## EXERCISE DIRECTIONS:
In the records below, please retype word for word every line from the one containing "322L358 331L342 345L345" through the final one, both included, and nothing else.
===== RECORDS =====
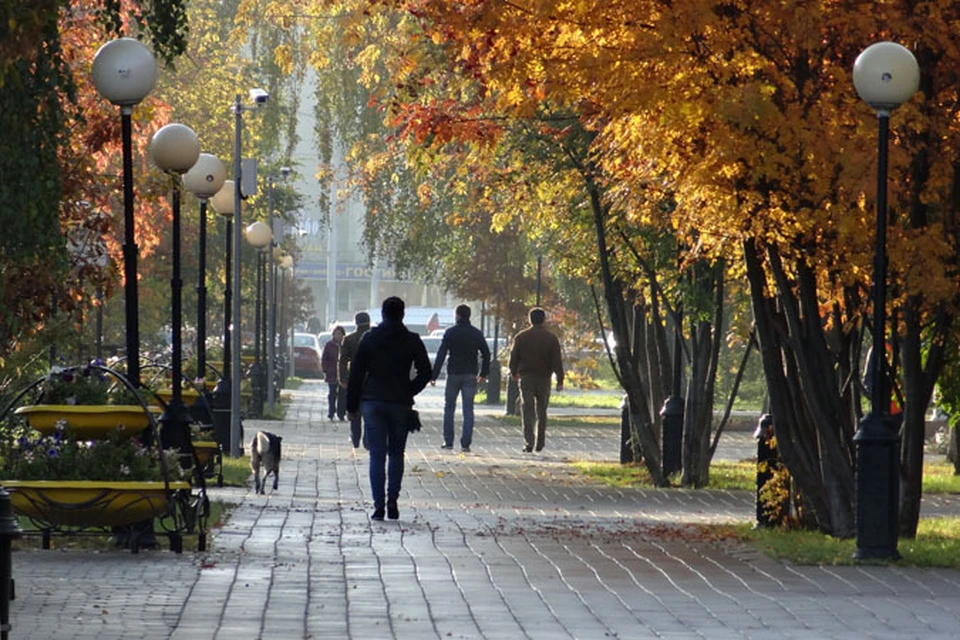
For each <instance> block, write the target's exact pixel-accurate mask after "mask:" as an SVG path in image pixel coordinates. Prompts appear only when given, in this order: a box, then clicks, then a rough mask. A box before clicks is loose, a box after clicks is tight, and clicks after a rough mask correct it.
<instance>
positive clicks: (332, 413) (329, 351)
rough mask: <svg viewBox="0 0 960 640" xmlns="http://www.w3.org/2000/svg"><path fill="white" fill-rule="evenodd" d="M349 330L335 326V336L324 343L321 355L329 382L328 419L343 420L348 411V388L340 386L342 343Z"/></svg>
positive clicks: (320, 361)
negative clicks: (345, 388)
mask: <svg viewBox="0 0 960 640" xmlns="http://www.w3.org/2000/svg"><path fill="white" fill-rule="evenodd" d="M346 335H347V332H346V331H344V329H343V327H341V326H340V325H337V326H335V327H334V328H333V336H332V337H331V338H330V341H329V342H327V344H325V345H323V354H322V355H321V356H320V368H321V369H322V370H323V379H324V381H325V382H326V383H327V420H333V417H334V416H336V417H337V419H338V420H341V421H342V420H343V417H344V416H345V415H346V413H347V390H346V389H344V388H343V387H341V386H340V381H339V377H340V373H339V361H340V345H341V344H342V343H343V338H344V336H346Z"/></svg>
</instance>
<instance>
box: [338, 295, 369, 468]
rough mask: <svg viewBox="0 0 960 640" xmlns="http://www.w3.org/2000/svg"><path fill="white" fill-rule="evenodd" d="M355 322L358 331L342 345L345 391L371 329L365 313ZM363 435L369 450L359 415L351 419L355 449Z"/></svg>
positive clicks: (341, 374)
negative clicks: (358, 351) (359, 355)
mask: <svg viewBox="0 0 960 640" xmlns="http://www.w3.org/2000/svg"><path fill="white" fill-rule="evenodd" d="M353 321H354V322H355V323H356V325H357V329H356V331H352V332H350V333H348V334H347V336H346V337H345V338H344V339H343V344H342V345H340V367H339V380H340V386H341V387H342V388H343V390H344V391H346V389H347V381H348V380H349V379H350V364H351V363H352V362H353V358H354V356H355V355H356V353H357V346H358V345H359V344H360V338H362V337H363V334H365V333H366V332H367V330H369V329H370V315H369V314H368V313H366V312H365V311H361V312H360V313H358V314H357V315H355V316H353ZM361 434H362V435H363V438H362V440H363V447H364V448H365V449H366V448H368V446H367V438H366V434H364V433H363V428H362V425H361V423H360V414H359V413H358V414H357V415H356V416H354V417H353V418H350V441H351V442H353V448H354V449H356V448H357V447H359V446H360V441H361Z"/></svg>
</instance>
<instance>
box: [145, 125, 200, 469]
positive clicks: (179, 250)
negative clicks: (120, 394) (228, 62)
=====
## YOUR RESPONSE:
rough mask: <svg viewBox="0 0 960 640" xmlns="http://www.w3.org/2000/svg"><path fill="white" fill-rule="evenodd" d="M355 322L358 331L342 345L345 391L371 329L365 313ZM363 435L369 450L359 415L351 419L355 449Z"/></svg>
positive clicks: (341, 374)
negative clicks: (358, 351) (359, 355)
mask: <svg viewBox="0 0 960 640" xmlns="http://www.w3.org/2000/svg"><path fill="white" fill-rule="evenodd" d="M353 321H354V322H355V323H356V325H357V329H356V331H352V332H350V333H348V334H347V336H346V337H345V338H344V339H343V344H342V345H340V367H339V380H340V386H341V387H342V388H343V390H344V391H346V389H347V381H348V380H349V379H350V364H351V363H352V362H353V358H354V356H355V355H356V353H357V346H358V345H359V344H360V338H362V337H363V334H365V333H366V332H367V330H369V329H370V315H369V314H368V313H366V312H365V311H361V312H360V313H358V314H357V315H355V316H353ZM361 434H362V435H363V438H362V440H363V447H364V448H365V449H366V448H368V446H367V438H366V434H364V433H363V428H362V425H361V423H360V414H359V413H358V414H357V415H356V416H354V417H353V418H350V441H351V442H353V448H354V449H356V448H357V447H359V446H360V441H361Z"/></svg>
</instance>
<instance>
box: [145, 125, 200, 469]
positive clicks: (179, 250)
negative clicks: (120, 394) (228, 62)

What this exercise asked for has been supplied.